### Exercise aim
Return each line of the records holding the string "blue".

### Provided data
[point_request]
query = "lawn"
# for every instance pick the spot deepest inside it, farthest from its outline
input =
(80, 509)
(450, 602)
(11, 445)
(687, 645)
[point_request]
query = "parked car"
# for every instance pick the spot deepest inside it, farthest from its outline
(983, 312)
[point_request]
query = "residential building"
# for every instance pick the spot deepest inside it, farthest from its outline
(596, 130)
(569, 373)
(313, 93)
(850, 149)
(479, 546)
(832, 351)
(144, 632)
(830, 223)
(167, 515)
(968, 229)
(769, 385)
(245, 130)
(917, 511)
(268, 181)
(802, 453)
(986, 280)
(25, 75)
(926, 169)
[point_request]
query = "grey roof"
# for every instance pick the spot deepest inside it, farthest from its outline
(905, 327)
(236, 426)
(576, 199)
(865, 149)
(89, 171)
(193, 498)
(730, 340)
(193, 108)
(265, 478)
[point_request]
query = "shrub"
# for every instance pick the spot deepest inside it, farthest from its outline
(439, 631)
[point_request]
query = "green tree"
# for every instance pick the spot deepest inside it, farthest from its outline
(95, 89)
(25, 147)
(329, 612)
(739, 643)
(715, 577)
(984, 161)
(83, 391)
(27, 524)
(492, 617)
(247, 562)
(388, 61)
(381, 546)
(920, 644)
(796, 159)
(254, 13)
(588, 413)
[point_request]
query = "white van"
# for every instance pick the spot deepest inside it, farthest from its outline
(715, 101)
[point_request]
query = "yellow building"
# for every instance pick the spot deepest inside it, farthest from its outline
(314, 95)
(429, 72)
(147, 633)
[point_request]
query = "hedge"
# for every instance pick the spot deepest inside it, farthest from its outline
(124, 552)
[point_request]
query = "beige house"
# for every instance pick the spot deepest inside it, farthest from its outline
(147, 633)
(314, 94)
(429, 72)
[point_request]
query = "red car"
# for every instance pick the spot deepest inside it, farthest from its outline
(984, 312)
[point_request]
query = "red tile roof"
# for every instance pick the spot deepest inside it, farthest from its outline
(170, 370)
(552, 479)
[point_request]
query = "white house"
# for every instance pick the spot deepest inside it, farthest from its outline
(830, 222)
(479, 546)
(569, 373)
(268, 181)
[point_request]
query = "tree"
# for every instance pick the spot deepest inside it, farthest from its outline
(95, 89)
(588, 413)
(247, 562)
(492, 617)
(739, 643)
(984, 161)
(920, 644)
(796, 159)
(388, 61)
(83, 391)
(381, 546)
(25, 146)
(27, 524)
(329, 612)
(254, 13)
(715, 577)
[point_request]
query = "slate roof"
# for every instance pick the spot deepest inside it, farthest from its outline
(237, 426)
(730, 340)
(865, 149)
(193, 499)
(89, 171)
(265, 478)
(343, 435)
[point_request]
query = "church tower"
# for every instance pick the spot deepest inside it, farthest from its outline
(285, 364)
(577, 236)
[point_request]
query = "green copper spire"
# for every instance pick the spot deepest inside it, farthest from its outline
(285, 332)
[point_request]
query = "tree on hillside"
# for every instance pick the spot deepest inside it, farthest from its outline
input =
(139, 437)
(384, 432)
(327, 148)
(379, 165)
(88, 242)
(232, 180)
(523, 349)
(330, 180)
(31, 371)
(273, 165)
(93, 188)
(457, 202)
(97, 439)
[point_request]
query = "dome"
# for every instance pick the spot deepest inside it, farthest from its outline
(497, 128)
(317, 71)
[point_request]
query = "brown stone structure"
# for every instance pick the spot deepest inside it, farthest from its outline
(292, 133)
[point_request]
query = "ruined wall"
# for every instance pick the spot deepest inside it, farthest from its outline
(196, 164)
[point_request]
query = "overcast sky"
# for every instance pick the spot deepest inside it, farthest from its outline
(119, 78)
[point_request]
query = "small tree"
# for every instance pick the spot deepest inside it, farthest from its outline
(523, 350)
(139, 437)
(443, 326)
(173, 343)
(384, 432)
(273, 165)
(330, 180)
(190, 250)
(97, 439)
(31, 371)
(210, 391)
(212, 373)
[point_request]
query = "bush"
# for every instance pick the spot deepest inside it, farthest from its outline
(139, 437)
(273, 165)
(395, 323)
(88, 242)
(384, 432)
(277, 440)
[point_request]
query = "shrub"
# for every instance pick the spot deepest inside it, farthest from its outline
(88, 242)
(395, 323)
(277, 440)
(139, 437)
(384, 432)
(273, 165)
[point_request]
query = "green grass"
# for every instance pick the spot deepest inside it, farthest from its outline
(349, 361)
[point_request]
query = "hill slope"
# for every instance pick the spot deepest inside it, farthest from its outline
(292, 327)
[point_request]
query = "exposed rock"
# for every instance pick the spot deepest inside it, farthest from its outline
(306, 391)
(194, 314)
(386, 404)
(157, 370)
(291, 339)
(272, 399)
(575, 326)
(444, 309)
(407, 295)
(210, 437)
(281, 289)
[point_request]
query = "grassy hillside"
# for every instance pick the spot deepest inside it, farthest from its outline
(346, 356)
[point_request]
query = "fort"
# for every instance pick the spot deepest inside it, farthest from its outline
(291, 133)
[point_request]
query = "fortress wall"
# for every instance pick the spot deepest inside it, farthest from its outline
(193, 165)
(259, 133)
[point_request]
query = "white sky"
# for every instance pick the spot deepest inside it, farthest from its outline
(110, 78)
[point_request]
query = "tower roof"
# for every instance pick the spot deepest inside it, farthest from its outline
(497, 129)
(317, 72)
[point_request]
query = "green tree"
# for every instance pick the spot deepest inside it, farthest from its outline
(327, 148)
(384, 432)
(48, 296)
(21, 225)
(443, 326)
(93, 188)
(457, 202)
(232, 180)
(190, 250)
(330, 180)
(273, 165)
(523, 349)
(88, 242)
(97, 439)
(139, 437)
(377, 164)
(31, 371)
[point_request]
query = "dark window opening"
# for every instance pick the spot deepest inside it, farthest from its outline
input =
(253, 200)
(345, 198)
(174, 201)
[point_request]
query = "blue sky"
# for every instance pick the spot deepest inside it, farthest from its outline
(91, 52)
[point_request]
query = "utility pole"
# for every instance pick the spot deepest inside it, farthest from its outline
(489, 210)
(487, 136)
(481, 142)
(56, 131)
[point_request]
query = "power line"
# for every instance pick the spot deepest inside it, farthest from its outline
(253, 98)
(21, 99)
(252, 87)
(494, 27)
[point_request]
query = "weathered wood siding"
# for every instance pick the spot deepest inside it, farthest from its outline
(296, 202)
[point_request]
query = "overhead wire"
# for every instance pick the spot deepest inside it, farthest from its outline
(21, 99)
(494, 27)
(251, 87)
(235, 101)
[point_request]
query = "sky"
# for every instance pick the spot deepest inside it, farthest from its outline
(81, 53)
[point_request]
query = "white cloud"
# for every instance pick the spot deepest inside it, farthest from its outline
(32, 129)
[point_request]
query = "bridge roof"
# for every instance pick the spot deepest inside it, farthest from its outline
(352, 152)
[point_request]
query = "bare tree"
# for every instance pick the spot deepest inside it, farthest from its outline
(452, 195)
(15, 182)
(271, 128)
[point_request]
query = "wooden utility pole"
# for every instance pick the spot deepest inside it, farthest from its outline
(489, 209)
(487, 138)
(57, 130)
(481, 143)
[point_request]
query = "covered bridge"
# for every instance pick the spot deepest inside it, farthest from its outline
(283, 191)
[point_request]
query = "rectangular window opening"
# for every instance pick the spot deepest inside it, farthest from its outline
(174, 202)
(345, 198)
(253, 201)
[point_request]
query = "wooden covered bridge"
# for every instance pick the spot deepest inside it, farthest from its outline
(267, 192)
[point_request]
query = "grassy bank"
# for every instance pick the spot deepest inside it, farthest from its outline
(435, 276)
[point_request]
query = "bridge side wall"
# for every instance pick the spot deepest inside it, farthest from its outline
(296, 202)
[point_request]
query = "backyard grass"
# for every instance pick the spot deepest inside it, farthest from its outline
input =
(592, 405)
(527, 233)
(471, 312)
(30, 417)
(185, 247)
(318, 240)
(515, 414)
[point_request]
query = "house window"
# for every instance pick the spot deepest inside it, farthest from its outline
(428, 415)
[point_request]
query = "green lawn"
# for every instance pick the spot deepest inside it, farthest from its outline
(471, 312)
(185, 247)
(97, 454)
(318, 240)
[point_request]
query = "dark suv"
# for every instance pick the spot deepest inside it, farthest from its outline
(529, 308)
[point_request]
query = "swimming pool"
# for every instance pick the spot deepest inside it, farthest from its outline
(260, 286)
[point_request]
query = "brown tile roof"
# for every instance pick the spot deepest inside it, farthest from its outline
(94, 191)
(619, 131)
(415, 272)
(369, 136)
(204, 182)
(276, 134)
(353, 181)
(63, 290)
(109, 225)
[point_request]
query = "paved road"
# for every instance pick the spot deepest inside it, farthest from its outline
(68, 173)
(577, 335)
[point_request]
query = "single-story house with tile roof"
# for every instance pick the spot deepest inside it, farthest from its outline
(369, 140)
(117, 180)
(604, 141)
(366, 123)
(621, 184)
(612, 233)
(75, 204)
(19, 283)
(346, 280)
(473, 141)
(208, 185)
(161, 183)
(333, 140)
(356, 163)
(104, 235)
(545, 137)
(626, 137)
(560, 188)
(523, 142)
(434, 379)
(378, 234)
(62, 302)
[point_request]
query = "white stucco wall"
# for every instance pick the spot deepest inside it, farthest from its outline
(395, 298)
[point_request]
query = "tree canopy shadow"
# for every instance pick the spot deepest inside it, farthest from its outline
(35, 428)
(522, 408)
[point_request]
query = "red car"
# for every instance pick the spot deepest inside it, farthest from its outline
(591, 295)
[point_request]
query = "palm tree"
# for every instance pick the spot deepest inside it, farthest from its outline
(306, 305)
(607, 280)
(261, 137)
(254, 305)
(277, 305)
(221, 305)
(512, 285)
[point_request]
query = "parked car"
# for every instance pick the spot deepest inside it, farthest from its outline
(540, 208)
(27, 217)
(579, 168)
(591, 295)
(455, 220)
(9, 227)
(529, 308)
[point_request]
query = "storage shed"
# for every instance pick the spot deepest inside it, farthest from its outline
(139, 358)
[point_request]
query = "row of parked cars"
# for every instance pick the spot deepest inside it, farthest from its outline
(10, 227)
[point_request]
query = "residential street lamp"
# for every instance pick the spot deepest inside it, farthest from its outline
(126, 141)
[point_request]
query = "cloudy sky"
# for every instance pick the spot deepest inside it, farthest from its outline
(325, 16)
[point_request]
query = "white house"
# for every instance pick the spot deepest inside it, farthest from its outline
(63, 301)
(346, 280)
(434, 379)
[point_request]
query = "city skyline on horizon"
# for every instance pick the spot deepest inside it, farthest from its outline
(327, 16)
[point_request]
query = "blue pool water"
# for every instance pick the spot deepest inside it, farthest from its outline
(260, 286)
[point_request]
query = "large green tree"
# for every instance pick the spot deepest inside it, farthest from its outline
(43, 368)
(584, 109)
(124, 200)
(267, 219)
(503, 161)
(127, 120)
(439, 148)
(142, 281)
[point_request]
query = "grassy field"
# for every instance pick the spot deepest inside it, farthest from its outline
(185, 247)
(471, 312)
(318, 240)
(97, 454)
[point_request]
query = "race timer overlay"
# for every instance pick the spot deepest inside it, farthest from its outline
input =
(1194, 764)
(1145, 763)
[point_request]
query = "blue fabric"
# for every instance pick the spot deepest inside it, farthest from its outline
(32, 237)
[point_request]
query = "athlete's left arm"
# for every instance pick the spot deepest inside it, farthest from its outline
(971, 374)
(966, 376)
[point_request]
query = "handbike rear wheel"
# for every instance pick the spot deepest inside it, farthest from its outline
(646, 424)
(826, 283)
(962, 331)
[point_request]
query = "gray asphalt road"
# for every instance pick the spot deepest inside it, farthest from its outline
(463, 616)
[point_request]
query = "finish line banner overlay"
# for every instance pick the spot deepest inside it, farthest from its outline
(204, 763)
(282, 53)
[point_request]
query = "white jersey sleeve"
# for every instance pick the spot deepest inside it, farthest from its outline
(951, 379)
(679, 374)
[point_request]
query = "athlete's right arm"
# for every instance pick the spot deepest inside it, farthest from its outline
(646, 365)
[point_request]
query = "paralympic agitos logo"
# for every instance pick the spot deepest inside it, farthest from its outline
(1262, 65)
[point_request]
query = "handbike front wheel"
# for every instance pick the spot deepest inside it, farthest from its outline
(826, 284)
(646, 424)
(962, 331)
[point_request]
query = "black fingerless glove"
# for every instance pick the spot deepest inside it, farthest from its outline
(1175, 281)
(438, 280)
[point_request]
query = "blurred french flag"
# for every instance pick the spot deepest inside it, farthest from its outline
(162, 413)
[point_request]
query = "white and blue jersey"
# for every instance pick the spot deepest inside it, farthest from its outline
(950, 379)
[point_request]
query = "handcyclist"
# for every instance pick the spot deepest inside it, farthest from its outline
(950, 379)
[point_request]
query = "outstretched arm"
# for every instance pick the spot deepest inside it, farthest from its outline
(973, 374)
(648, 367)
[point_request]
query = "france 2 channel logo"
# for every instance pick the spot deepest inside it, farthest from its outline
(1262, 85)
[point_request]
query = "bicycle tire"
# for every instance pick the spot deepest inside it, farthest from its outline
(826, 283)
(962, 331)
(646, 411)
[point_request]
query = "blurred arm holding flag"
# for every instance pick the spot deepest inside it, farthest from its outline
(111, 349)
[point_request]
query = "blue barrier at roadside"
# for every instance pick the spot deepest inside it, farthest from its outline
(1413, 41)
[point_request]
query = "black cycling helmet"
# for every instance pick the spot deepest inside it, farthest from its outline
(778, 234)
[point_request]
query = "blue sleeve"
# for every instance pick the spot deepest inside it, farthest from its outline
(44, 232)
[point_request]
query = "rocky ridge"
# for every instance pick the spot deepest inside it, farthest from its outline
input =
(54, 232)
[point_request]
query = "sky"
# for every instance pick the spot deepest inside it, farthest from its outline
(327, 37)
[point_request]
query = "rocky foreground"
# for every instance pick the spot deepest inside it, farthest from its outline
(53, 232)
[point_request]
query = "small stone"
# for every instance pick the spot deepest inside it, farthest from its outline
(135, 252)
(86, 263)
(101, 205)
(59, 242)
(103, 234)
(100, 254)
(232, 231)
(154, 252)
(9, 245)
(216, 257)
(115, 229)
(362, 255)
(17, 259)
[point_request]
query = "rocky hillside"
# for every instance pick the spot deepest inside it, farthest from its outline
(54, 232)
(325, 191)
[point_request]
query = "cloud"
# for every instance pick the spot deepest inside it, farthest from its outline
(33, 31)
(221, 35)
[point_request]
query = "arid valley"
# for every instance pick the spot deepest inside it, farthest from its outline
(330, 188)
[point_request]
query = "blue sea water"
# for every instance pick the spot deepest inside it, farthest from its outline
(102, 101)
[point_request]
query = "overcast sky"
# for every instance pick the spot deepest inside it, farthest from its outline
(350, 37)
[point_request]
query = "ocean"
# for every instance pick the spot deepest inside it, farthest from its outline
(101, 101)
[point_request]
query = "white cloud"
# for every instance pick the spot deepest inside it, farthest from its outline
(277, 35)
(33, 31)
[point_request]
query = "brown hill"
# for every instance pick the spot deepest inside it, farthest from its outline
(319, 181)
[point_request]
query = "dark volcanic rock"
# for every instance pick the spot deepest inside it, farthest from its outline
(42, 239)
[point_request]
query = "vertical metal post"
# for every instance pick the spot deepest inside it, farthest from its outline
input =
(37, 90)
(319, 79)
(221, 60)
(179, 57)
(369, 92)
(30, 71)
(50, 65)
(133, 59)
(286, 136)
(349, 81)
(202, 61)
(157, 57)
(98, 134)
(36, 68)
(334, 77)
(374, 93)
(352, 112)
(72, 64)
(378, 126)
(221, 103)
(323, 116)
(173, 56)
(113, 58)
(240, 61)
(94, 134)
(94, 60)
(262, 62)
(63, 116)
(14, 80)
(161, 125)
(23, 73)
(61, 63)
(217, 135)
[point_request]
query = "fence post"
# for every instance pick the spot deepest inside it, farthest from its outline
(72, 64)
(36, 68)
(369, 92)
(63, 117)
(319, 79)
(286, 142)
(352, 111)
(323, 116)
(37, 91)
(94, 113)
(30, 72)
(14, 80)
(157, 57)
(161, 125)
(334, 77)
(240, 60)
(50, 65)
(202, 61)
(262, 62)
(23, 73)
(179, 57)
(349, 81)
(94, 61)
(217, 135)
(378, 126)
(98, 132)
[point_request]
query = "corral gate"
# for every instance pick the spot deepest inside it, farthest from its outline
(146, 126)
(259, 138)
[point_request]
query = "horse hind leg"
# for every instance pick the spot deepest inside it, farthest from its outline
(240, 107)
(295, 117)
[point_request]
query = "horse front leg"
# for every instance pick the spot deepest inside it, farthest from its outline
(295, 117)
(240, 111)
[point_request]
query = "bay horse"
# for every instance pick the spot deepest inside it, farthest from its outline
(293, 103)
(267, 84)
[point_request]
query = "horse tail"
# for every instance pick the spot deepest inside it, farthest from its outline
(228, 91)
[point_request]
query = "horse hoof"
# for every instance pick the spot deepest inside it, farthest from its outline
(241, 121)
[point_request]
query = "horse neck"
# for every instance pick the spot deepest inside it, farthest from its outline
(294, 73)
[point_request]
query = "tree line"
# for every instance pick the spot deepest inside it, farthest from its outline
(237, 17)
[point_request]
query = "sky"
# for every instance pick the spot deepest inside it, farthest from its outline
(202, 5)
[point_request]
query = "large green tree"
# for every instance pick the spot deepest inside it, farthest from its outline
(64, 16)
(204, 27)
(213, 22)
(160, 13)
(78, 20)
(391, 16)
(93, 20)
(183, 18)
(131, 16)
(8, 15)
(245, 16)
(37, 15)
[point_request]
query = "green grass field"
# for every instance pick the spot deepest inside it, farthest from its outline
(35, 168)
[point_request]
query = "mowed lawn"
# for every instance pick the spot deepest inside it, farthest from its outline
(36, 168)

### Written solution
query = "blue sky"
query = "blue pool water"
query = "blue fabric"
query = "white and blue jersey"
query = "blue barrier at roadside"
query = "blue sleeve"
query = "blue sea water"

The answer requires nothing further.